#### What is expected
Write out each of the lines below as a numbered list, skipping any blank lines. Omit the pictures from your answer.

====== Given entries

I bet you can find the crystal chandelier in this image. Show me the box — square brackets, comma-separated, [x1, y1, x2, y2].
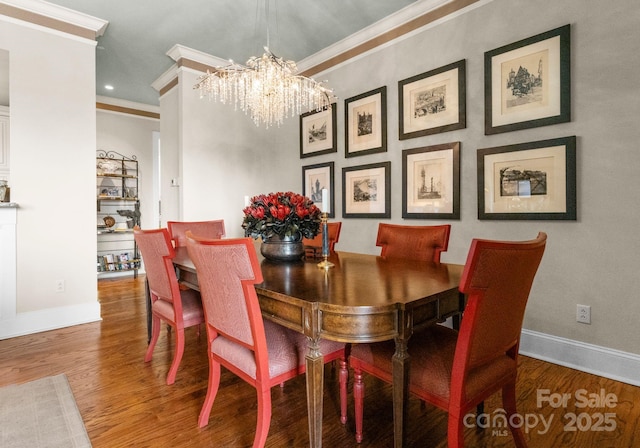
[194, 0, 334, 128]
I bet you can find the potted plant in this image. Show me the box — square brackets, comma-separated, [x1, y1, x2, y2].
[242, 191, 321, 260]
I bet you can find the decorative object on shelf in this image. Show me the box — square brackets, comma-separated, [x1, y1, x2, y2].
[193, 0, 333, 128]
[242, 191, 320, 261]
[96, 159, 122, 175]
[102, 216, 116, 227]
[116, 202, 140, 229]
[0, 179, 9, 202]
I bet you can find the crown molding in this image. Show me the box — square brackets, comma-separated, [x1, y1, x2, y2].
[296, 0, 456, 72]
[0, 0, 109, 39]
[167, 44, 230, 67]
[96, 96, 160, 119]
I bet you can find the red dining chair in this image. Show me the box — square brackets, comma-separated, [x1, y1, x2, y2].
[341, 232, 547, 448]
[133, 228, 204, 384]
[302, 221, 342, 256]
[187, 231, 346, 448]
[167, 219, 225, 247]
[376, 223, 451, 263]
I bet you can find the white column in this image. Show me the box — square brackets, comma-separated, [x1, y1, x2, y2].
[0, 203, 18, 321]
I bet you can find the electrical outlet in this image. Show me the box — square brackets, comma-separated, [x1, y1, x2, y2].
[576, 305, 591, 324]
[56, 280, 64, 292]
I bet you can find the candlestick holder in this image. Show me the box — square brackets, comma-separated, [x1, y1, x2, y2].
[318, 212, 334, 270]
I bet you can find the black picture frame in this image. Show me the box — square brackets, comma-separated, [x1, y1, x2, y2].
[402, 142, 460, 219]
[344, 86, 387, 157]
[484, 25, 571, 135]
[302, 162, 336, 218]
[300, 103, 338, 159]
[342, 162, 391, 218]
[398, 59, 467, 140]
[477, 136, 577, 220]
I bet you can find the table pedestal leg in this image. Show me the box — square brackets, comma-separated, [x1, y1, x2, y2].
[392, 338, 410, 448]
[306, 339, 324, 448]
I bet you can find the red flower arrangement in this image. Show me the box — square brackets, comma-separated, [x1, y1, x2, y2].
[242, 191, 321, 241]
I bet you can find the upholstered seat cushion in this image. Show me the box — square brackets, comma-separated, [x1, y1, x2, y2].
[152, 289, 204, 327]
[211, 320, 299, 379]
[351, 325, 516, 407]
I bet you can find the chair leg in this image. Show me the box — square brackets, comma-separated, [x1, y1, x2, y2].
[447, 413, 464, 448]
[340, 357, 349, 425]
[353, 369, 364, 443]
[253, 384, 271, 448]
[198, 359, 220, 428]
[502, 379, 527, 448]
[144, 316, 161, 362]
[167, 328, 184, 385]
[476, 401, 484, 430]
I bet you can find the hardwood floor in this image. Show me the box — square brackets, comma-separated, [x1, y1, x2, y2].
[0, 277, 640, 448]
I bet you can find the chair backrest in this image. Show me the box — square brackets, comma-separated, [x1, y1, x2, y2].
[302, 221, 342, 252]
[167, 219, 225, 247]
[376, 223, 451, 263]
[187, 231, 268, 356]
[454, 232, 547, 379]
[133, 228, 182, 312]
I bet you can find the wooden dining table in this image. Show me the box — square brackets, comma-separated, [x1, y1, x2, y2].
[168, 245, 464, 448]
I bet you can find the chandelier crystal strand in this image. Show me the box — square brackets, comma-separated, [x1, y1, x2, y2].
[194, 47, 334, 128]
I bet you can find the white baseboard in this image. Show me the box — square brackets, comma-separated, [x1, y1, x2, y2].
[0, 301, 102, 339]
[520, 330, 640, 386]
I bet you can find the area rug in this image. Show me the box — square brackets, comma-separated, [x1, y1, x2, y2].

============

#### Solution for this task
1. I bet you can find the crystal chandelier in this image. Show me the box — square brackets, comma-separated, [x1, y1, x2, y2].
2. [194, 0, 334, 128]
3. I bet you can find the potted plant in this image. Show me the box — square brackets, comma-separated, [x1, y1, x2, y2].
4. [242, 191, 321, 260]
5. I bet you can find the decorative object on shelf in this image. Show me the box — square brackets, comma-separated, [x1, y1, x2, y2].
6. [193, 0, 333, 128]
7. [242, 191, 320, 261]
8. [96, 159, 122, 175]
9. [102, 216, 116, 227]
10. [116, 202, 140, 229]
11. [0, 179, 9, 202]
12. I bet you can find the crown molding in this image. Show me the box — square brackets, comma-separated, [x1, y1, x2, y2].
13. [296, 0, 456, 72]
14. [0, 0, 109, 39]
15. [167, 44, 230, 67]
16. [96, 96, 160, 119]
17. I bet you can find the red dining chair in this image. Show me the box — square brackets, comma-separated, [x1, y1, x2, y2].
18. [341, 232, 547, 448]
19. [133, 228, 204, 384]
20. [302, 221, 342, 256]
21. [187, 231, 346, 448]
22. [167, 219, 225, 247]
23. [376, 223, 451, 263]
24. I bet you can find the white column in this image. Show me the box — square brackets, comma-separated, [x1, y1, x2, y2].
25. [0, 203, 18, 321]
26. I bet you can find the electrical outlet in this image. Show me the box — square brackets, comma-separated, [x1, y1, x2, y2].
27. [576, 305, 591, 324]
28. [56, 280, 64, 292]
29. I bet you can find the candlestick holder in this image. Show me the box — square brackets, comma-separated, [x1, y1, x2, y2].
30. [318, 212, 334, 270]
31. I bet you can find the black picture frame in this image. Show me the box — square brackets, comma-separated, [x1, y1, x2, y2].
32. [402, 142, 460, 219]
33. [344, 86, 387, 157]
34. [484, 25, 571, 135]
35. [302, 162, 336, 218]
36. [300, 103, 338, 159]
37. [342, 162, 391, 218]
38. [398, 59, 467, 140]
39. [477, 136, 577, 220]
40. I bet you can find the table pedestal leg in this image. Show me the box — square brackets, comma-separated, [x1, y1, x2, y2].
41. [392, 338, 410, 448]
42. [306, 339, 324, 448]
43. I bet you can find the red flower arrangement in this image. Show me the box — square brackets, comma-separated, [x1, y1, x2, y2].
44. [242, 191, 321, 241]
45. I bet you can find the upholstered seat cushion in this image. Show me the box — square brackets, comma-separated, [x1, y1, x2, y2].
46. [152, 289, 204, 327]
47. [211, 320, 299, 379]
48. [351, 325, 516, 407]
49. I bet you can find the chair leg in this image. Show me the box — square brackets, comma-separated, [x1, y1, x2, y2].
50. [447, 413, 464, 448]
51. [340, 357, 349, 425]
52. [353, 369, 364, 443]
53. [253, 384, 271, 448]
54. [198, 359, 220, 428]
55. [502, 379, 527, 448]
56. [144, 316, 161, 362]
57. [167, 328, 184, 385]
58. [476, 401, 484, 430]
59. I bet you can find the hardwood floor in this image. Show me the box — square brackets, comma-separated, [x1, y1, x2, y2].
60. [0, 277, 640, 448]
61. I bet you can find the chair backrest in this image. Show me the box — square brackets, comma-separated, [x1, y1, x2, y2].
62. [302, 221, 342, 252]
63. [167, 219, 225, 247]
64. [376, 223, 451, 263]
65. [187, 231, 268, 356]
66. [454, 232, 547, 379]
67. [133, 228, 182, 312]
68. I bet you can find the wooden dining table in this image. Show me the box — square brackets, comma-separated, [x1, y1, x2, y2].
69. [168, 245, 464, 448]
70. I bet you can find the chandelier crystal strand in this image. Show me the box — square brackets, comma-separated, [x1, y1, x2, y2].
71. [194, 47, 334, 128]
72. I bet you can find the white baseboard in this image. Show me the box — square brackets, comma-separated, [x1, y1, x2, y2].
73. [0, 301, 102, 339]
74. [520, 330, 640, 386]
75. I bet you can find the area rug in this image. Show me the box — square brackets, comma-separated, [x1, y1, x2, y2].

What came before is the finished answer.